-- Start of Information provided --

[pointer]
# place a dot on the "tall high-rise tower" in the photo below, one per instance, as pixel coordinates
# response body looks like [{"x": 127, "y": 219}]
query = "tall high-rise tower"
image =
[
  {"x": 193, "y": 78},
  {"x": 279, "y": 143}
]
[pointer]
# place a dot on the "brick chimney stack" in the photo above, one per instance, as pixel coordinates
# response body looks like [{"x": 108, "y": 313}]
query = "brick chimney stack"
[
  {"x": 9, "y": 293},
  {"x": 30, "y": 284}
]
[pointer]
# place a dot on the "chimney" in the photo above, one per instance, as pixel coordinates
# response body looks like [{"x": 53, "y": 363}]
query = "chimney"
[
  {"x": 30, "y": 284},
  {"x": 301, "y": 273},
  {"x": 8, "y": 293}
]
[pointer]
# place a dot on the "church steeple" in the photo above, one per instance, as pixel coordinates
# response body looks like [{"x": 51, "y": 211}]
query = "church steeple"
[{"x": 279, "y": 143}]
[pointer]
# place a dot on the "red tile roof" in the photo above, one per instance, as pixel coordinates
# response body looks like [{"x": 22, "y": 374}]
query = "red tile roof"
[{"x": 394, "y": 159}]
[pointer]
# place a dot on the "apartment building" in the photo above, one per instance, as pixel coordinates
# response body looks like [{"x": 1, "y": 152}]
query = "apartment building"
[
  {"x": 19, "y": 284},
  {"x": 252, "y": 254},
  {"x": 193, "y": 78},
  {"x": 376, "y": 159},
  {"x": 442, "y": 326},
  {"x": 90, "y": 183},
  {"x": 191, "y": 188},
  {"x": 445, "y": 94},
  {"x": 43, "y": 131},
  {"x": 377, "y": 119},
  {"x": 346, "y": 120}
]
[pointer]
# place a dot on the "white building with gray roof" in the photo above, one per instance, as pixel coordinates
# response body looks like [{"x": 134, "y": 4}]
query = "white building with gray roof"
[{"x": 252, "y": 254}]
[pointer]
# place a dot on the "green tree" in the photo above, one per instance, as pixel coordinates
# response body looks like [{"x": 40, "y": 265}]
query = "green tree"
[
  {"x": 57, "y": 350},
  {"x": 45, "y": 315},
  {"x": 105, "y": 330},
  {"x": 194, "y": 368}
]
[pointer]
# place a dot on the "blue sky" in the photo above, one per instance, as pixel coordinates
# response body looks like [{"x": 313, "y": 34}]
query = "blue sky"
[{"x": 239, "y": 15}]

-- End of Information provided --

**Exercise directions**
Print all of the entries exactly as they appear.

**Response below**
[pointer]
# place a dot on the "tall high-rise tower" in the photo below, one per instance, as pixel coordinates
# response body looks like [{"x": 127, "y": 219}]
query = "tall high-rise tower"
image =
[
  {"x": 193, "y": 78},
  {"x": 279, "y": 143}
]
[pointer]
# place a dot on the "brick chimney stack" in the photo above, one per instance, as pixel coordinates
# response body looks like [{"x": 108, "y": 313}]
query = "brick chimney stack"
[
  {"x": 9, "y": 293},
  {"x": 30, "y": 284}
]
[pointer]
# place a dot on the "chimney" in the photo above, one per instance, as pixel coordinates
# response body looks like [{"x": 53, "y": 363}]
query = "chimney"
[
  {"x": 30, "y": 284},
  {"x": 301, "y": 273},
  {"x": 8, "y": 293}
]
[pointer]
# place a dot on the "church steeple" in the photo above, one per instance, as pixel coordinates
# response body looks like [{"x": 51, "y": 211}]
query = "church steeple"
[{"x": 279, "y": 143}]
[pointer]
# place a dot on the "red tile roof" in the photo above, one per instance, as pixel coordinates
# response body looks like [{"x": 22, "y": 374}]
query = "red tile roof"
[{"x": 394, "y": 159}]
[pointer]
# place a dot on the "apartment building" in the photo above, one per instance, as pixel coordinates
# response body looks like [{"x": 1, "y": 152}]
query = "apartment building"
[
  {"x": 19, "y": 284},
  {"x": 252, "y": 254},
  {"x": 193, "y": 78},
  {"x": 376, "y": 159},
  {"x": 442, "y": 326},
  {"x": 90, "y": 183},
  {"x": 191, "y": 188},
  {"x": 445, "y": 94},
  {"x": 43, "y": 131},
  {"x": 377, "y": 119},
  {"x": 346, "y": 120}
]
[pointer]
# place a dot on the "white building with gray roof" in the photo above, one per instance, as pixel coordinates
# response body looks like [{"x": 134, "y": 4}]
query = "white building with gray roof"
[{"x": 252, "y": 254}]
[pointer]
# place a dot on the "green tree" in the photo above, one per instance, as pixel coordinates
# response body looks like [{"x": 40, "y": 265}]
query = "green tree"
[
  {"x": 57, "y": 350},
  {"x": 45, "y": 315},
  {"x": 105, "y": 330},
  {"x": 194, "y": 368}
]
[pointer]
# place a dot on the "blue sky" in the photo above, one per instance, as pixel coordinates
# response body looks like [{"x": 313, "y": 34}]
query = "blue sky"
[{"x": 239, "y": 15}]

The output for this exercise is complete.